**WHAT YOU ARE ASKED TO DO:** State how many lines in the records below contain the word "symbol". Reply with the number alone.

Stored records:
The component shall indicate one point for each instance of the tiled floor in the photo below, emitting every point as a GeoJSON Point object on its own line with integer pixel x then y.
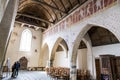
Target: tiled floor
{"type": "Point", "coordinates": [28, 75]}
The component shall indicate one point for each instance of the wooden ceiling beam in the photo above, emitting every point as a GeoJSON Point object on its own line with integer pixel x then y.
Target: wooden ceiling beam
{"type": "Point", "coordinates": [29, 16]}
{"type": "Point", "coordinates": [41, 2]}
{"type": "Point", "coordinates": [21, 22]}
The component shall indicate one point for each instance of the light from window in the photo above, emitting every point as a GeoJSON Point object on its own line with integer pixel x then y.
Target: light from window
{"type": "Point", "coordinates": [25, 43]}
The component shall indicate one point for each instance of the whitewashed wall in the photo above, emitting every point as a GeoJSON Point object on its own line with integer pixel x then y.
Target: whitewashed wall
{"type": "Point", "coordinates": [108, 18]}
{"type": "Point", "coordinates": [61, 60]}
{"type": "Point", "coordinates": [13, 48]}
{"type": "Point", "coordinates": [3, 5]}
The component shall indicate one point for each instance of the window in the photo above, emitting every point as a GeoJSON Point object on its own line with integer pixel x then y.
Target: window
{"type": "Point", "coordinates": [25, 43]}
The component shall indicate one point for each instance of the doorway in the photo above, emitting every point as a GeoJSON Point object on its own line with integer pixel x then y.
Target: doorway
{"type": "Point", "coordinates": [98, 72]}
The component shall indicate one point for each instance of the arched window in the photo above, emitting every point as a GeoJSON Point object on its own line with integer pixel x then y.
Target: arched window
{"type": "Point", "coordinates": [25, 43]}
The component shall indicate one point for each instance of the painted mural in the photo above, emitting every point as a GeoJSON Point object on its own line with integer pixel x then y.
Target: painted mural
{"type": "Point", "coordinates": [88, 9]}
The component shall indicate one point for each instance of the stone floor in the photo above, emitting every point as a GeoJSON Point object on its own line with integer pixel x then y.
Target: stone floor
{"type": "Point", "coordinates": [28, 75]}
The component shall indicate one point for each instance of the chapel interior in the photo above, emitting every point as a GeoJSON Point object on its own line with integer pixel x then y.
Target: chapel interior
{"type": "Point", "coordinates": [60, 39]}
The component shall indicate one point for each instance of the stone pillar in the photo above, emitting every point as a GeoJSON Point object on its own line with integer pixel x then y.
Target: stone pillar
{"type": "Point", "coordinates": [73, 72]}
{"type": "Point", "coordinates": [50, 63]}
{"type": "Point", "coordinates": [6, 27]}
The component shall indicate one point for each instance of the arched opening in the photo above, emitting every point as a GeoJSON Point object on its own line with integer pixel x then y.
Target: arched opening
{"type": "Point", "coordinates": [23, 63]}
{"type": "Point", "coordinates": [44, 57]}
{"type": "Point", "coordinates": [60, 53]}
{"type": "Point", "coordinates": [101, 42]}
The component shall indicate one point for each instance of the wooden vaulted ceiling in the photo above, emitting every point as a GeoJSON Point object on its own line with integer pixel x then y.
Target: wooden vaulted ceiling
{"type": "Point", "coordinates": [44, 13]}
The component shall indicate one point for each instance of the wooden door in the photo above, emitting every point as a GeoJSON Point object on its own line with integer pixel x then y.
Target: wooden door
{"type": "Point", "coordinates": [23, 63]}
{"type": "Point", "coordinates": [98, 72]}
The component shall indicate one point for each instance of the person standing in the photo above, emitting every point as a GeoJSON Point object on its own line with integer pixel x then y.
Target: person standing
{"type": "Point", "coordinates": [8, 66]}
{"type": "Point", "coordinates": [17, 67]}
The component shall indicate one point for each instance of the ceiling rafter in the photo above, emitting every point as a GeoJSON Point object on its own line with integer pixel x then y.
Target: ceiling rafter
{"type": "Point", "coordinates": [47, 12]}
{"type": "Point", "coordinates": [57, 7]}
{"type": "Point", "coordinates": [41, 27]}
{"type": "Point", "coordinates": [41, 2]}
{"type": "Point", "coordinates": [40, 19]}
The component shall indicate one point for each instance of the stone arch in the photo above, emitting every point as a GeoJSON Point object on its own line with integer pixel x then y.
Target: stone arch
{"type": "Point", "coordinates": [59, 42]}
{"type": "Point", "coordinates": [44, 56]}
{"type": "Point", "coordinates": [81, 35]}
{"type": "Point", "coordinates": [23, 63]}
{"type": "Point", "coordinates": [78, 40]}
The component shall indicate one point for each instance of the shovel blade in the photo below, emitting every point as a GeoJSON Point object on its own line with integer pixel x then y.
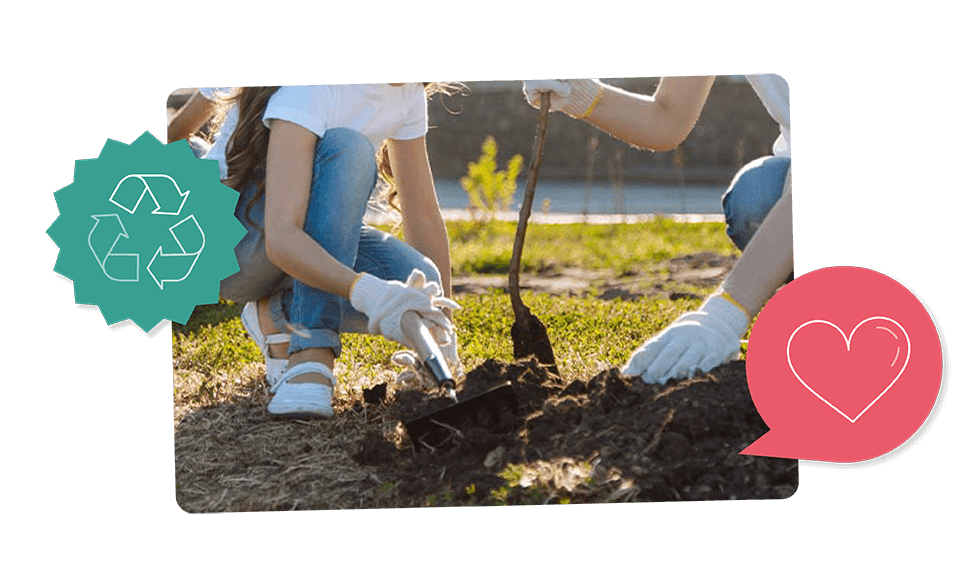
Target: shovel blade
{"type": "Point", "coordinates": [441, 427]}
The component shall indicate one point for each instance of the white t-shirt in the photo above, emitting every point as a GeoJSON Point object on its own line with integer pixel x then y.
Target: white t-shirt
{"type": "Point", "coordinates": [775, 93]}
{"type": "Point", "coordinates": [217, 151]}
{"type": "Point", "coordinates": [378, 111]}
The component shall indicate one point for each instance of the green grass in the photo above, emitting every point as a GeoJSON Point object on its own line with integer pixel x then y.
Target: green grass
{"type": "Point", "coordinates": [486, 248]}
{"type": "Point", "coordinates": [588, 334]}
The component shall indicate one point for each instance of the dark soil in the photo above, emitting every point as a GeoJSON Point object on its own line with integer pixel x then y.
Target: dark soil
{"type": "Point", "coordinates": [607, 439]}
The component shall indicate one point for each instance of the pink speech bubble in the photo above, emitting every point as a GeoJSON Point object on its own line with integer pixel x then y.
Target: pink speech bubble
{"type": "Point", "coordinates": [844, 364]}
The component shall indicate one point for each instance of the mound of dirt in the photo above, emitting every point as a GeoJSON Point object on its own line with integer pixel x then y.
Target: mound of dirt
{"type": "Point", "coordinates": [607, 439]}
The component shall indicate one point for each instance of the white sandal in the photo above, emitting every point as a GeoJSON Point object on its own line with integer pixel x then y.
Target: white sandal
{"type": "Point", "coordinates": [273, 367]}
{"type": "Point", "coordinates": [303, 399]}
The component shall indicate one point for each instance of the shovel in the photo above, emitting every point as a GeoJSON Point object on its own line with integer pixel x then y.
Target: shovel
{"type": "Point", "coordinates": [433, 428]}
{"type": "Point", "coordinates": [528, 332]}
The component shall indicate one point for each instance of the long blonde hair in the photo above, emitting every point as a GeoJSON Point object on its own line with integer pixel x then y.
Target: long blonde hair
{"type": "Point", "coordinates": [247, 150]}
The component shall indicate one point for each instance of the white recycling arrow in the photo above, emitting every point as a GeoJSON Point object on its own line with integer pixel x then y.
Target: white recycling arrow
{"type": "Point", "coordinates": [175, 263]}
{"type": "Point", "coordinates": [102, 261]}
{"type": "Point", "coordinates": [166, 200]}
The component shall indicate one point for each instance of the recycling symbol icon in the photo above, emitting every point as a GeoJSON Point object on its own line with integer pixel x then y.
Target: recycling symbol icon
...
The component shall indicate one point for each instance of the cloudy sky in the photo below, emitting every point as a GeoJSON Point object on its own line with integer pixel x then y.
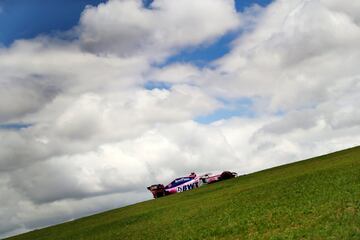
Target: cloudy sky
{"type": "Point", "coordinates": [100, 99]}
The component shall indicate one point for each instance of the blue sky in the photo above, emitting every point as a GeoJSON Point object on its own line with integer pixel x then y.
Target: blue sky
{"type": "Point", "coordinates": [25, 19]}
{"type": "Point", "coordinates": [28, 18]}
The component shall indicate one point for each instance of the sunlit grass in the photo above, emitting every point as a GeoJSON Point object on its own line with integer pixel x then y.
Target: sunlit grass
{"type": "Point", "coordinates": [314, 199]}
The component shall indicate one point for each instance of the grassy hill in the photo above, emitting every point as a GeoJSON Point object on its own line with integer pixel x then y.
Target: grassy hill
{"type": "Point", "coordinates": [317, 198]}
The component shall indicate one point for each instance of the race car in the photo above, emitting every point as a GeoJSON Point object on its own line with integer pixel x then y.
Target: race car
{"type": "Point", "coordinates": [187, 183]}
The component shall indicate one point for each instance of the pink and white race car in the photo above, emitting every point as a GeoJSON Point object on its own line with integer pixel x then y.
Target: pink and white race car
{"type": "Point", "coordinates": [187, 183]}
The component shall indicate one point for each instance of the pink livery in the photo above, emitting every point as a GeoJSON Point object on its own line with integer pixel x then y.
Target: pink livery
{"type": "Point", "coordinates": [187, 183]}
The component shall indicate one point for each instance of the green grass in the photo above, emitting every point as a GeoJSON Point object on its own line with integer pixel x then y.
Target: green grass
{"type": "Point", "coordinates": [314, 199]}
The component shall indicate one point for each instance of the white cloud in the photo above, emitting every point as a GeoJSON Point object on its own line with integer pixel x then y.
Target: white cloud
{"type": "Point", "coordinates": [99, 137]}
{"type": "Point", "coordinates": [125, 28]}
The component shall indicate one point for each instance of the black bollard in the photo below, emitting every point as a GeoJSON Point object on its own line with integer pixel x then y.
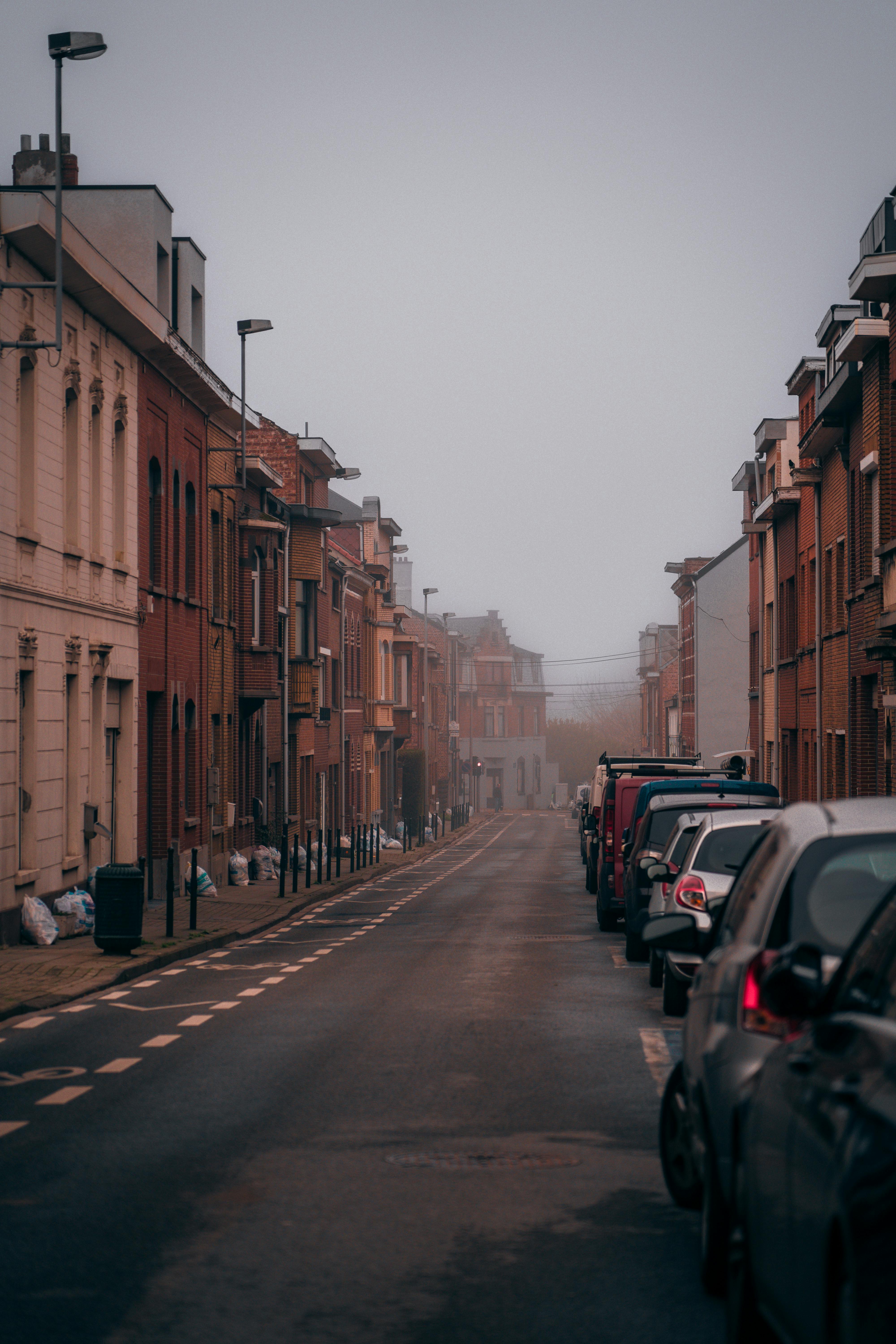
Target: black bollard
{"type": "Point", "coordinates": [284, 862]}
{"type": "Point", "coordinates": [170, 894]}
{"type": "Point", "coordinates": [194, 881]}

**TASK RESULT:** 2